Description of the task: Of the entries below, return exactly those lines that fall between the one containing "If you could tag the tower" and the one containing "If you could tag the overcast", the two end lines included.

Records from a data source

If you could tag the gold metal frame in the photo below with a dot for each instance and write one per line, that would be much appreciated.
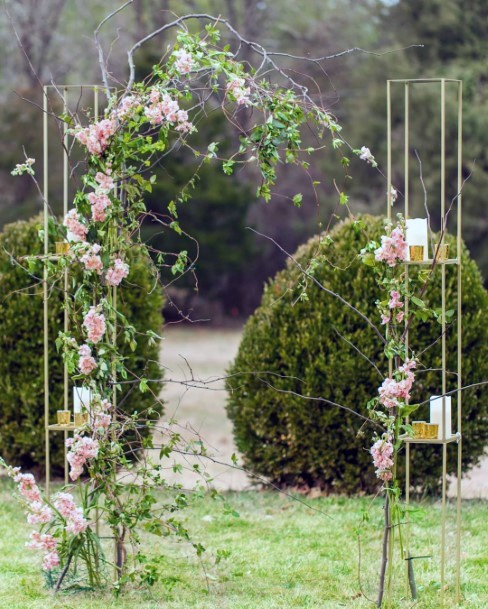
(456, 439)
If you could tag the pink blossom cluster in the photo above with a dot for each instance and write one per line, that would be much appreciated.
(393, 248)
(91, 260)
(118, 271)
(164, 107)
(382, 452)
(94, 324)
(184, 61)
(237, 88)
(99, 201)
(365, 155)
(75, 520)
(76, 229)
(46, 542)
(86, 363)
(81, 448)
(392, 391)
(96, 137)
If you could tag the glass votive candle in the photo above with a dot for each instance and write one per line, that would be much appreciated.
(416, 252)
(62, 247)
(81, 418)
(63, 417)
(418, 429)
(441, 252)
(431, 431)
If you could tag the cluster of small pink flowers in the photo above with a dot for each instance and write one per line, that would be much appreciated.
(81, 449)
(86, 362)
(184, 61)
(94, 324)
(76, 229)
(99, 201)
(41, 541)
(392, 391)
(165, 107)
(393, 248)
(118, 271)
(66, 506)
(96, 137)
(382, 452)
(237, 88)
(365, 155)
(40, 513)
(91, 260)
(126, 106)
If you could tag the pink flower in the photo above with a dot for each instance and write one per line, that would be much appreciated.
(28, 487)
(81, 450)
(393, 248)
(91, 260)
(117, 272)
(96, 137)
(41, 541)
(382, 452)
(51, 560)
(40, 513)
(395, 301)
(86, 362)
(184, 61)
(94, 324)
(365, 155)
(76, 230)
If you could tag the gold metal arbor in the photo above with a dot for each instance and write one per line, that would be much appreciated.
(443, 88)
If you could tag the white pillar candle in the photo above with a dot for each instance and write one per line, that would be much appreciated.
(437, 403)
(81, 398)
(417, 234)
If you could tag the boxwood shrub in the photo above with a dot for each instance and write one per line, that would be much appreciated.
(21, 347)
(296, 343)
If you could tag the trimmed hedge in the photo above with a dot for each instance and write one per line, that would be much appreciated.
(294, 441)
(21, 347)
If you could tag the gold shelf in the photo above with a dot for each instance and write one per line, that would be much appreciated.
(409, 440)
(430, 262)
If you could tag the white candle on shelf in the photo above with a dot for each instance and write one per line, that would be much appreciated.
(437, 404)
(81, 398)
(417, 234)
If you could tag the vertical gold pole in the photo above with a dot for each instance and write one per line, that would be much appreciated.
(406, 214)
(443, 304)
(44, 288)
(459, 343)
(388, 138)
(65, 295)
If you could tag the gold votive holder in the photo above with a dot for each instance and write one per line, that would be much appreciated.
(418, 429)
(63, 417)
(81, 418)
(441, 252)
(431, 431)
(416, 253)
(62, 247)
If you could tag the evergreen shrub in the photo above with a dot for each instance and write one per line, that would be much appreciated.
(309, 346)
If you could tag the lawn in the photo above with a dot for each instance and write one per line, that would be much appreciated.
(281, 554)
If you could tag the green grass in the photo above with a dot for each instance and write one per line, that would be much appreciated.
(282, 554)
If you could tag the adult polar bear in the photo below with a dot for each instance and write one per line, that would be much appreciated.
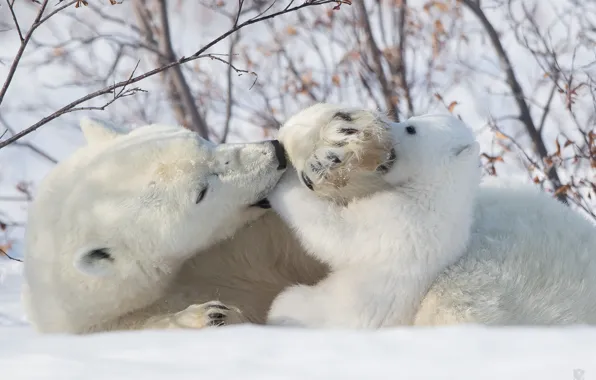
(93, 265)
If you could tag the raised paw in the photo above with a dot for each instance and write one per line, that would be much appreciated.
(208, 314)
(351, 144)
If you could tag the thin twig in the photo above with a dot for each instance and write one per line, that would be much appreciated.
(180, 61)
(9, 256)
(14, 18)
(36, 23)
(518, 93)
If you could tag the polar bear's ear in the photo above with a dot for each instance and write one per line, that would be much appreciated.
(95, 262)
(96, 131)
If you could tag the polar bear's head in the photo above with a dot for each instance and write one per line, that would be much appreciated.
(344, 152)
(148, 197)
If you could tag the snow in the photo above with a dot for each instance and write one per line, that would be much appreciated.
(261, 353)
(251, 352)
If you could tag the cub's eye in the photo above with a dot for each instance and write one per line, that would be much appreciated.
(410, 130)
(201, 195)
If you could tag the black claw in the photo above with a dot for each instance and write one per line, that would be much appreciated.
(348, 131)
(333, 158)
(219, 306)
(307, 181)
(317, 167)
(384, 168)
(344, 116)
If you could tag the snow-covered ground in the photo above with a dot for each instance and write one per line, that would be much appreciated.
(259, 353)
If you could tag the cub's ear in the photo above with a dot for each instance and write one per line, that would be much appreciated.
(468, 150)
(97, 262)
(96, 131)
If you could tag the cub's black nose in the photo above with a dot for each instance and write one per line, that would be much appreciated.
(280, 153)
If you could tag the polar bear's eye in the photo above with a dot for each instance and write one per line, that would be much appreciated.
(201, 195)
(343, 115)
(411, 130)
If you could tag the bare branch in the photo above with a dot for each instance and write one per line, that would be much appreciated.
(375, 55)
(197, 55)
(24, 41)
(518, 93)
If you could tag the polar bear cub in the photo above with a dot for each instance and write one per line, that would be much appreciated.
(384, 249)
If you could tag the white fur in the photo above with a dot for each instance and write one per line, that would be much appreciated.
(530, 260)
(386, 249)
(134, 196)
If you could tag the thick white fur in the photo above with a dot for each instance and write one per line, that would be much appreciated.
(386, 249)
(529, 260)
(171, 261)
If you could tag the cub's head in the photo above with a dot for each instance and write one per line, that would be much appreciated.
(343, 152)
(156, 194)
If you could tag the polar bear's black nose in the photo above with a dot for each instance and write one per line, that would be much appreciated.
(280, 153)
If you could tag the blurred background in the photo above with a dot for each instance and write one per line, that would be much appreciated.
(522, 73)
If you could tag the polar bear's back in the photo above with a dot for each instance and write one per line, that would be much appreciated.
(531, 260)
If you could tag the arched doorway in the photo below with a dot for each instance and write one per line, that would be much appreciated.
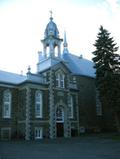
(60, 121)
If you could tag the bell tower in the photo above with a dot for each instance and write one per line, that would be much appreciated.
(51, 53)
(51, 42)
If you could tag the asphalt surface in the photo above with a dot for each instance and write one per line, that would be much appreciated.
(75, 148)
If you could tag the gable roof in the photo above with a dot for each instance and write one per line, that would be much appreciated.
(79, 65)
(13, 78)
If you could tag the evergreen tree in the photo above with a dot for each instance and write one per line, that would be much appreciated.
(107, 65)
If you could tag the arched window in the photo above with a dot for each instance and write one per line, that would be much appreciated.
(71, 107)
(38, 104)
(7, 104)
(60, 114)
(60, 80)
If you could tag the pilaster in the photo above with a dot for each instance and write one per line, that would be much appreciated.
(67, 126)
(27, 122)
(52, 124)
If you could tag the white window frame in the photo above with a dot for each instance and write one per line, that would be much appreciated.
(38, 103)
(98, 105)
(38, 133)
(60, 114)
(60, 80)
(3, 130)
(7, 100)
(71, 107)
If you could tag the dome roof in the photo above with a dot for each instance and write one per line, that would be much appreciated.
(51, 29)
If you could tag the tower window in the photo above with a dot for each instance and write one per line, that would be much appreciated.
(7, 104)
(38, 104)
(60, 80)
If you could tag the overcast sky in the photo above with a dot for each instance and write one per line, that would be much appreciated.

...

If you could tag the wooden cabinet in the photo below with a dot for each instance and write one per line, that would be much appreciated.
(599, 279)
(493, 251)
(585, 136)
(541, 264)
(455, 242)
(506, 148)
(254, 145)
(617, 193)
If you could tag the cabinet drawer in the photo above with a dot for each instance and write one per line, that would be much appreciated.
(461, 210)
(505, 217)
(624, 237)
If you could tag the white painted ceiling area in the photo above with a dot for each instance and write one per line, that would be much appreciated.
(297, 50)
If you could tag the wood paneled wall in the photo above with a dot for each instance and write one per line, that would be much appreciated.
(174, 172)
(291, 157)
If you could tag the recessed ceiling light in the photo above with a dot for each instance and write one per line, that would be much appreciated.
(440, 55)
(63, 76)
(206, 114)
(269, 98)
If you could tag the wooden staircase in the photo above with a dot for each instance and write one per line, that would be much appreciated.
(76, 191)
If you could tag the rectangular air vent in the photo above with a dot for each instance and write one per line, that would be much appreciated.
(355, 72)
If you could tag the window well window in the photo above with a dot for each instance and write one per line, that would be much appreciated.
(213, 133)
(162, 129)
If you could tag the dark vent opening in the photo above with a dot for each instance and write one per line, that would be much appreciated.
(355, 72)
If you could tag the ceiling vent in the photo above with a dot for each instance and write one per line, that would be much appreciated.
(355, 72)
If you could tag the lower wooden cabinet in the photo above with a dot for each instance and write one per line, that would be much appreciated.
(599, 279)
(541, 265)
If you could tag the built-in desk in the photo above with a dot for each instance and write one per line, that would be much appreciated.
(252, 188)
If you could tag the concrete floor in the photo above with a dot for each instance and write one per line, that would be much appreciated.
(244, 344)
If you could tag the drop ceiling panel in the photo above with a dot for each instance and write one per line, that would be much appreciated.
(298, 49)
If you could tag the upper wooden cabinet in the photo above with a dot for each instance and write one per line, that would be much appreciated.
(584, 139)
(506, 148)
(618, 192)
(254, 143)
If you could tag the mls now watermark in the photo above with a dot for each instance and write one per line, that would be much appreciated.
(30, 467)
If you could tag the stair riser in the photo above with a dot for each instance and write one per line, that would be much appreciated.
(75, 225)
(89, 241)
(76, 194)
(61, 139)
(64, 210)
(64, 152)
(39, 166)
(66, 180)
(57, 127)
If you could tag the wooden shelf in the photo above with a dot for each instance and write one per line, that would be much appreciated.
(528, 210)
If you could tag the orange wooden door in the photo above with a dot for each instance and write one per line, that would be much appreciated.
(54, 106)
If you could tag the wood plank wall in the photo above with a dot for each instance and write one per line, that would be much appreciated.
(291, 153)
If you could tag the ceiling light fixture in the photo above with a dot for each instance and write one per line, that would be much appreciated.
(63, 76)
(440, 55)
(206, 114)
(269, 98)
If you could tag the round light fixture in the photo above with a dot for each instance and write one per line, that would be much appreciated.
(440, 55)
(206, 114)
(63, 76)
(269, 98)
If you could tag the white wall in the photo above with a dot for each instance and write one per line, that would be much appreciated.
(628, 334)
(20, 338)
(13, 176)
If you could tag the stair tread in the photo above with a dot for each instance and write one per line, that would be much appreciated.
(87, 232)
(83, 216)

Your response:
If you could tag the tower window in the photo above with a dot for each instance and write one per line, that would be much appreciated.
(7, 104)
(38, 104)
(60, 80)
If you could tag the overcast sky in the photo above with a dot for each instance and write one per line, that would be much appreciated.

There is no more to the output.